#### [Dataset records]
[Begin]
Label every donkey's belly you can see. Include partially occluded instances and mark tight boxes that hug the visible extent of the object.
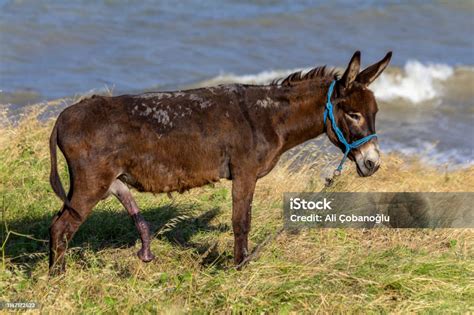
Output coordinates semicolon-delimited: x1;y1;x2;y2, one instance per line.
120;152;230;193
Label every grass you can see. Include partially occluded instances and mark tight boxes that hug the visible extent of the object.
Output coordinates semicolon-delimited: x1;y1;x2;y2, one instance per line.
0;105;474;314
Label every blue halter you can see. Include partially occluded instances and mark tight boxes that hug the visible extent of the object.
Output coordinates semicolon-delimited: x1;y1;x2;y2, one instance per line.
324;80;377;175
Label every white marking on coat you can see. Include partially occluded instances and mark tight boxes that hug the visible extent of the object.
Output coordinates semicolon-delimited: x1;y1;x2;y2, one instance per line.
256;97;280;108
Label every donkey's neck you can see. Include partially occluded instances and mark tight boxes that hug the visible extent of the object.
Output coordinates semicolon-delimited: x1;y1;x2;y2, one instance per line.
273;81;330;152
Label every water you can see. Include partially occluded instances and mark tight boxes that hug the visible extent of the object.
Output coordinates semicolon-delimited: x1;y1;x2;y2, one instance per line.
0;0;474;165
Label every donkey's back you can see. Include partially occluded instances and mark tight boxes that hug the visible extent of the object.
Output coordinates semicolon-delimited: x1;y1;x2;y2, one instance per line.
55;86;260;193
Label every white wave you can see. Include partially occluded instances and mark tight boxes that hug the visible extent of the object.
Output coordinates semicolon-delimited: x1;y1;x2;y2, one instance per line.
371;60;454;103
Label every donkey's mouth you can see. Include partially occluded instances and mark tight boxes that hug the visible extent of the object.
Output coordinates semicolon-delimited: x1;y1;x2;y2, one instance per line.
356;163;371;177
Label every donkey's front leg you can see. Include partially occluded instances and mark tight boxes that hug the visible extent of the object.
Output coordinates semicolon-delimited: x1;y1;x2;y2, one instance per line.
232;176;257;265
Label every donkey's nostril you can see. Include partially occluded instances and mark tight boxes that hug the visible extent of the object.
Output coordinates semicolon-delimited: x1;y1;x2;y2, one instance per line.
365;159;376;170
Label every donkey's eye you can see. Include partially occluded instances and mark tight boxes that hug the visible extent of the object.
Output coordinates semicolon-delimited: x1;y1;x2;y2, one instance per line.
346;113;362;122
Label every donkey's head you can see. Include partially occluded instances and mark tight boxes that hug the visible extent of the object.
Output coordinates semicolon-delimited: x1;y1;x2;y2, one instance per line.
326;51;392;176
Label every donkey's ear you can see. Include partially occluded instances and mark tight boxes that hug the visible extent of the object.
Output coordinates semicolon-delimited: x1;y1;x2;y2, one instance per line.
356;51;392;86
339;51;360;88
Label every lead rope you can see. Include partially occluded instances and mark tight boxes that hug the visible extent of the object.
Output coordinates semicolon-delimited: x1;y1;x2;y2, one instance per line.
324;80;377;187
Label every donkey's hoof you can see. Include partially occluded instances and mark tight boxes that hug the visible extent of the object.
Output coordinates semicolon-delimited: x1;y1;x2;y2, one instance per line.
137;249;155;262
[End]
#### [What this task involves]
Give the listing again from the line with "Label every donkey's head" through the end, changing "partially occluded" to "partly hidden" and keeping everything else the same.

#### [Answer to this exercise]
Label every donkey's head you can see. Include partly hidden instances and mark tight boxes that hug the visible extent of the object.
Output coordinates semicolon-delimited: x1;y1;x2;y2, one instance per line.
326;51;392;176
Label every donkey's ear you can see. Include partly hidden instances and mark tight boxes that hug the visible extent of the object.
Output coordinates semicolon-delimited: x1;y1;x2;y2, one instance per line.
356;51;392;86
339;51;360;88
Label every lead rope you can see. Include partly hidden instances and mark tight boxes that hug the visible extent of the object.
Output coordinates semicolon-delimited: x1;y1;x2;y2, one instance per line.
324;80;377;187
Label every donkey's hoof you can see. Include partly hidden instances and mark tight boxes that hug the visible extent of the object.
Output coordinates semicolon-delimited: x1;y1;x2;y2, one instance per line.
137;249;155;262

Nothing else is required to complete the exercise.